# Supplied records:
* * * * * * *
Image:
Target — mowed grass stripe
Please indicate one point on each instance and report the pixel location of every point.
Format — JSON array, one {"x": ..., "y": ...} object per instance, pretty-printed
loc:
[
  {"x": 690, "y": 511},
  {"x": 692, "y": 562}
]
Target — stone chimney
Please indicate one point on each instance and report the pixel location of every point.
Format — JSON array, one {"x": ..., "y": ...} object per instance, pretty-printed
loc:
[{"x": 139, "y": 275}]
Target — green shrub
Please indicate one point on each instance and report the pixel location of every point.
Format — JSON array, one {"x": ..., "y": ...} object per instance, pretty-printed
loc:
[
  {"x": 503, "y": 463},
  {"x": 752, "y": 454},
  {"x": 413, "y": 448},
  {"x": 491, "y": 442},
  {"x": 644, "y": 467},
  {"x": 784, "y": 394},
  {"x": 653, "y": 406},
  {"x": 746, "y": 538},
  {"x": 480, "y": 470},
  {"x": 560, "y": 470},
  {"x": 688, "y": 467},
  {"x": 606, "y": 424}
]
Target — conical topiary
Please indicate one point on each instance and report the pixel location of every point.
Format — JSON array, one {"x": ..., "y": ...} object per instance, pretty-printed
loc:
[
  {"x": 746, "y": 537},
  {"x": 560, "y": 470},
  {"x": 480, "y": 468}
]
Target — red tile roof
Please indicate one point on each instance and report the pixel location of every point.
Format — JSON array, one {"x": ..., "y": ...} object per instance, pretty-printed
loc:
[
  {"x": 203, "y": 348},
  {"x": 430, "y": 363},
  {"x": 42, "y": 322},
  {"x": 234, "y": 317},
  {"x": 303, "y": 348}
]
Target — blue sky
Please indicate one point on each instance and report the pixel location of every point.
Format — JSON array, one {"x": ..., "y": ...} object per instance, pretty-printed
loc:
* * * * * * *
Copy the material above line for line, with no changes to its wording, spacing, or order.

# Result of this task:
Image:
Target — mowed grass stripe
Please indicate one point on each instance and report the pixel location of every point.
Format — JSON array, one {"x": ..., "y": ...} object per instance, pretty-printed
loc:
[
  {"x": 690, "y": 511},
  {"x": 692, "y": 562}
]
Target — stone chimney
Please indicate one point on each instance and report the pixel location of every point.
Format — JSON array, one {"x": ..., "y": ...} object per instance, pretty-printed
loc:
[{"x": 139, "y": 275}]
Target — green shrub
Please indicate one point on each instance and report the pixel location of every point.
Format — JSON array, one {"x": ..., "y": ...} object per instance, pretty-printed
loc:
[
  {"x": 503, "y": 463},
  {"x": 752, "y": 454},
  {"x": 413, "y": 448},
  {"x": 491, "y": 442},
  {"x": 644, "y": 467},
  {"x": 784, "y": 394},
  {"x": 653, "y": 406},
  {"x": 746, "y": 538},
  {"x": 480, "y": 470},
  {"x": 560, "y": 470},
  {"x": 688, "y": 467},
  {"x": 606, "y": 424}
]
Target — conical topiary
Please indicate one point on each instance and report the pixel location of every point.
Format — JSON array, one {"x": ..., "y": ...} object per instance, pretty-printed
loc:
[
  {"x": 746, "y": 537},
  {"x": 560, "y": 470},
  {"x": 480, "y": 468}
]
Target — red tile roof
Please indicate one point on each instance and report the pixel location of every point.
Format — JSON array, one {"x": ..., "y": ...} object per instance, pretty-printed
loc:
[
  {"x": 203, "y": 348},
  {"x": 430, "y": 363},
  {"x": 42, "y": 322},
  {"x": 234, "y": 317},
  {"x": 303, "y": 348}
]
Target — blue sky
Please indicate one point on each instance and report the pixel location of every point.
Format — JSON array, one {"x": ..., "y": ...} object per instance, pretty-printed
loc:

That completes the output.